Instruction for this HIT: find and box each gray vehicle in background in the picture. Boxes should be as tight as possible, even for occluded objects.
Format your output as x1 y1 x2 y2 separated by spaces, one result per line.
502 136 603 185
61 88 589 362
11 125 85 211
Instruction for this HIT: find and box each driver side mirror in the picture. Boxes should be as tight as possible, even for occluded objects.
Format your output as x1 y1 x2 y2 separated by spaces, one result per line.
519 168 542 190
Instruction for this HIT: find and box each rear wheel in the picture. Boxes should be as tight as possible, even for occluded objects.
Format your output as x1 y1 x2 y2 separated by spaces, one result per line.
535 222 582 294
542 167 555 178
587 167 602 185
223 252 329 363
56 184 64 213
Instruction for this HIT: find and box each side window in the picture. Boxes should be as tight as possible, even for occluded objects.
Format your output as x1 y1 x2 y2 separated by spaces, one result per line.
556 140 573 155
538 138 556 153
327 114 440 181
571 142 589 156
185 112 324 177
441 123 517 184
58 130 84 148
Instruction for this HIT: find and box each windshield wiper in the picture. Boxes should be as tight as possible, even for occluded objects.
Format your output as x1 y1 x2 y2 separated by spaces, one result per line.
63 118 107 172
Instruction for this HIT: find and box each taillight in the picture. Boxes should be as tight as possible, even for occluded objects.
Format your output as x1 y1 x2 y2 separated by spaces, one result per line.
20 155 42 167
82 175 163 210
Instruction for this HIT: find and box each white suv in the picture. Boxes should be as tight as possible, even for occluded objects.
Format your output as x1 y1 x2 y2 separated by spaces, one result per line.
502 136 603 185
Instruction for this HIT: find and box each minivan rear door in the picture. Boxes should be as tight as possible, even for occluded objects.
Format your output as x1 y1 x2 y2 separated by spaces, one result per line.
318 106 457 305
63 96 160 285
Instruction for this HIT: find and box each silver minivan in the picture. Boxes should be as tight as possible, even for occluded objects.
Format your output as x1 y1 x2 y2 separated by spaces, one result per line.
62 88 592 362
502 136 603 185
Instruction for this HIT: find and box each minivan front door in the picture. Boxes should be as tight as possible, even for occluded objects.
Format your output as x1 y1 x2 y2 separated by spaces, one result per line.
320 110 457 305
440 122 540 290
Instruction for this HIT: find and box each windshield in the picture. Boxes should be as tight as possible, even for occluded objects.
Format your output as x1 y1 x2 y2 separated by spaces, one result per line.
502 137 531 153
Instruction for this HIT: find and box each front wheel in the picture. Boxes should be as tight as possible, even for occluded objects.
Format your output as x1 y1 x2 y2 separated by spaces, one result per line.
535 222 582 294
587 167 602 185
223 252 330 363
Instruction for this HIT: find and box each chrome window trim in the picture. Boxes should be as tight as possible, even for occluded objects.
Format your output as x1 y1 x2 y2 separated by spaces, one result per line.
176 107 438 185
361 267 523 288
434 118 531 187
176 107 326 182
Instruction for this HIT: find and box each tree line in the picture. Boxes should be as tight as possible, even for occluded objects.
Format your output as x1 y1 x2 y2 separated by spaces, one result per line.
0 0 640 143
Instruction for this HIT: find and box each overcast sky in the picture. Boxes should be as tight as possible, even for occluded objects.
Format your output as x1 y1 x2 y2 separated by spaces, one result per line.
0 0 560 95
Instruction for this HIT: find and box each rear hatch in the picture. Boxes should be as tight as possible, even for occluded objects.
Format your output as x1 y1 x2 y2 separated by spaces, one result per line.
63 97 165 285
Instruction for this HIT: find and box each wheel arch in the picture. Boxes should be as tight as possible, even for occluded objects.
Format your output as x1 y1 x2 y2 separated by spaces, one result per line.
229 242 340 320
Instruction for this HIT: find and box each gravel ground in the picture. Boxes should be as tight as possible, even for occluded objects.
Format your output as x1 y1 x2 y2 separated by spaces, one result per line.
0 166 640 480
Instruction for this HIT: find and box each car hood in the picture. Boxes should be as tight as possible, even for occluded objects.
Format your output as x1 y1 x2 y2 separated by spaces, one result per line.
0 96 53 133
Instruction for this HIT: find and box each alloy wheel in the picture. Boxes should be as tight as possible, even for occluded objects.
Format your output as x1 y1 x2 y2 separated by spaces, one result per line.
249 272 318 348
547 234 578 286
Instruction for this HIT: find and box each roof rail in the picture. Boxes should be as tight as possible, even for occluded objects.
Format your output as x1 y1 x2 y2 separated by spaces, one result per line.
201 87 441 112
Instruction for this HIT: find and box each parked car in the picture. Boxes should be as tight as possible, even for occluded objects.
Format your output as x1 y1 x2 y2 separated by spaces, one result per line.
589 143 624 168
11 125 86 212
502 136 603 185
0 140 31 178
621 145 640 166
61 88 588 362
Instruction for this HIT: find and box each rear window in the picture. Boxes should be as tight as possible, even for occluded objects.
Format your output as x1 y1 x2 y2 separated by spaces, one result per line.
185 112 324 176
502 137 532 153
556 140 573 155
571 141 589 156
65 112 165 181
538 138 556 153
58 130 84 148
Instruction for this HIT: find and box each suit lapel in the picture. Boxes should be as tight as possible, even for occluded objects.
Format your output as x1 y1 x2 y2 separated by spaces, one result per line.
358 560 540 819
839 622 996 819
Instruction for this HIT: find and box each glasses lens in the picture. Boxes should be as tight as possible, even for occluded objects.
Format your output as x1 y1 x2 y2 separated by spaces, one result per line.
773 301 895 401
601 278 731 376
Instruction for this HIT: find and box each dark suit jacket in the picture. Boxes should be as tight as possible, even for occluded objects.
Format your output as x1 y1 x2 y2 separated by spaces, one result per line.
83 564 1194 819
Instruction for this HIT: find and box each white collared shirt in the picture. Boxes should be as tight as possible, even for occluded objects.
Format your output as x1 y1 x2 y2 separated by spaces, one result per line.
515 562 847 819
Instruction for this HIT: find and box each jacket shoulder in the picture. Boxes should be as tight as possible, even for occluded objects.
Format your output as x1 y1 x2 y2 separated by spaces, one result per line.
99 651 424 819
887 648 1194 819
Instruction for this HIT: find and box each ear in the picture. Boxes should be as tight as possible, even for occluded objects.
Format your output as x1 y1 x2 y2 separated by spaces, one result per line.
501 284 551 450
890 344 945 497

#### WRITTEN INSTRUCTION
Identify every line in the items above that contains the word "jacket", and copy each of those lines. Case counts.

#### PROBLEM SOLUTION
Instruction for this HIT: find and box each dark suit jacket in the picture. Boxes should be as tight as possible, even for occluded objects.
Instruction for this HIT: find and box each jacket shoulder in the picture. Boxes should be as tight as possible, even for occluded objects.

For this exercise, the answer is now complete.